- [Selected excerpt]:
+++

The glorious culinary wonder that is the roast potato

Roast, steamed, mashed or boiled?

Can you imagine a Sunday roast without the potatoes?  You might even be one of those wonderful people who thinks there should be more than one type.  Whether you like to get in as much potato variety in as possible in one meal or prefer to focus on the perfection of a crispy, craggy roast potato with its meltingly soft middle; I think you’d agree that the roastie is a key item in an iconic roast dinner.

There are even establishments where you don’t even need to bother with the meat, you can just have a big bowl of roast potatoes and some gravy to dip them in.

Consider the cauliflower

There are newcomers which I’m sure you’d be pleased to find space for on a roast dinner: maybe a rich, bubbling cauliflower cheese which reaches ambrosial heights when it meets the gravy or perhaps (dare I say it) some broccoli who’s green, slightly bitter flavours cut through the sometimes overwhelming richness of this meal.  However, you wouldn’t sacrifice the potatoes for either.

An interloper

This is really a long way to getting around to breaking some bad news.  I can barely bring myself to do it but brace yourselves: the roast potato is not even as old as a side dish of broccoli in culinary terms!

There are several reasons for this.  Firstly, in culinary terms roast doesn’t really mean what we think it means*.  The cooking technique we use now for our roast dinner is actually baking.  Roasting really means cooked in front of or over a fire which accidents aside, is not how we now cook that mouth-wateringly rare rib of beef or plump breasted, crisply burnished chicken.  Secondly, we weren’t that keen on potatoes when they first showed up, preferring to attempt to smoke them rather than eat them.  Thirdly most people just didn’t have ovens or certainly not as we know them. It wasn’t until the Victorian range that most ordinary people had access to an oven where the roasting (baking really) could take place.

+++

- [Your task]:
Resume the essay on the roast potato above, writing on from its last sentence about the Victorian range and keeping its tone.

+++

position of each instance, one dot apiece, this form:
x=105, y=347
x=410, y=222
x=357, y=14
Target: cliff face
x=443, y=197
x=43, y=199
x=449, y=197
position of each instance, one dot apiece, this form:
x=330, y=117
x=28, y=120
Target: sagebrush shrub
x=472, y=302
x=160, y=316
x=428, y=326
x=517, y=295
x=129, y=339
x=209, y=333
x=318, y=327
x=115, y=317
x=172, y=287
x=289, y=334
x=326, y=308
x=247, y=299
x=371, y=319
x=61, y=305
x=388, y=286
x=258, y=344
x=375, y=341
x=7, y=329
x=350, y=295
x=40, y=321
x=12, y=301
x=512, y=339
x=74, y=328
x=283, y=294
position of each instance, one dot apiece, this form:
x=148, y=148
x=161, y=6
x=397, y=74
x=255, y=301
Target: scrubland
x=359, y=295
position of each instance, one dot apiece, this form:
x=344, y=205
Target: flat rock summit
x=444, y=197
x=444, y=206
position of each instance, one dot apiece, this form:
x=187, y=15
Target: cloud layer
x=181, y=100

+++

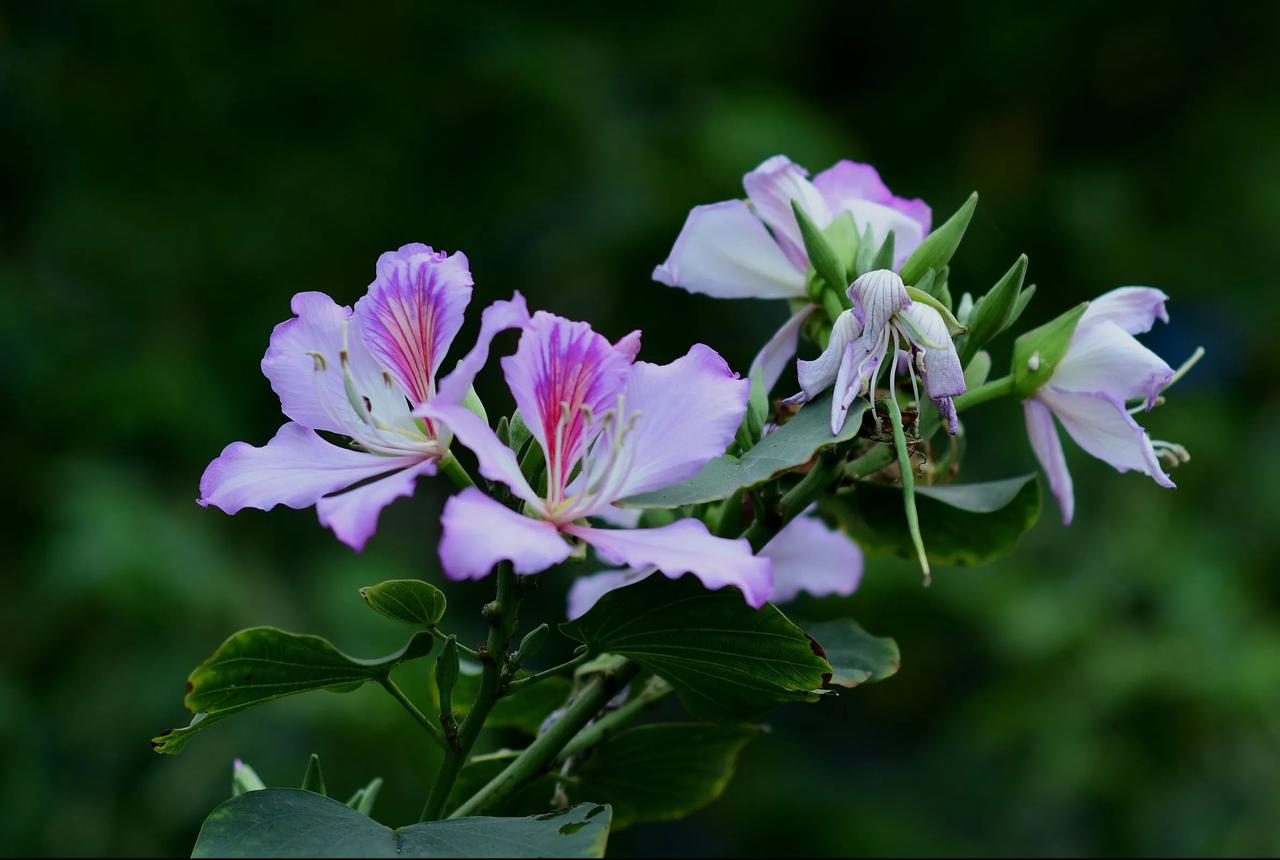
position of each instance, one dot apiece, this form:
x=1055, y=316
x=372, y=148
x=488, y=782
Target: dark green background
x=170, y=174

+++

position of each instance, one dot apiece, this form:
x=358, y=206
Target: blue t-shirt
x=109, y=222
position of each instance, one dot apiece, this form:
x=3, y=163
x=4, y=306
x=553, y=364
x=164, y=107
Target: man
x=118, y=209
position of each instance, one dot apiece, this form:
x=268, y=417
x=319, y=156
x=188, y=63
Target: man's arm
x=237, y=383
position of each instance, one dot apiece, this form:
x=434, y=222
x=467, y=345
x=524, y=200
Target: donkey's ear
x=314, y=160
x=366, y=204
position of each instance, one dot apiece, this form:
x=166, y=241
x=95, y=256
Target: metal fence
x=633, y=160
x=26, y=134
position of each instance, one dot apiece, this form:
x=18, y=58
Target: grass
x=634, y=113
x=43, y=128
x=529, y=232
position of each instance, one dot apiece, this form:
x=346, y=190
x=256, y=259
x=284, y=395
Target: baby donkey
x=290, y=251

+++

- [Reply]:
No place in history

The closest mentions we can get from The Complete Housewife or Accomplished Gentlewoman’s Handbook in 1773 is a boiled potato that is left to brown on a gridiron next to the fire and then served with melted butter.  Obviously, butter makes everything better but it isn’t quite the roast potato we now lust after.  Potatoes weren’t even mentioned in the Accomplish’d Housewife of 1732 except in a pudding so at least progress was being made. The Art of Cookery Made Plain & Easy of 1751 also suggests cutting them in half after boiling and peeling them and then broiling them.  There’s not even a mention of them from Eliza Acton although she does suggest many other potato-based dishes.

There are mentions of Franconian potatoes in American cookbooks of the Victorian period.  They call for par-boiled potatoes to be placed around the joint in the oven and then be basted with the fat.  This is the closest I could find to the modern idea of roast potatoes.

Finally the recipes

It also brings me to the first of my recipes, roast potatoes cooked around a roast chicken.  The potatoes soak up all the juices and fat from the chicken and then are finished off to crispy perfection in an extra hot oven whilst the chicken takes a well-earned rest. Caution, this recipe requires as substantial amount of butter and the best chicken you can afford (the best value for the fairest treatment bird I can find is a free-range one from Aldi that comes in at around £6)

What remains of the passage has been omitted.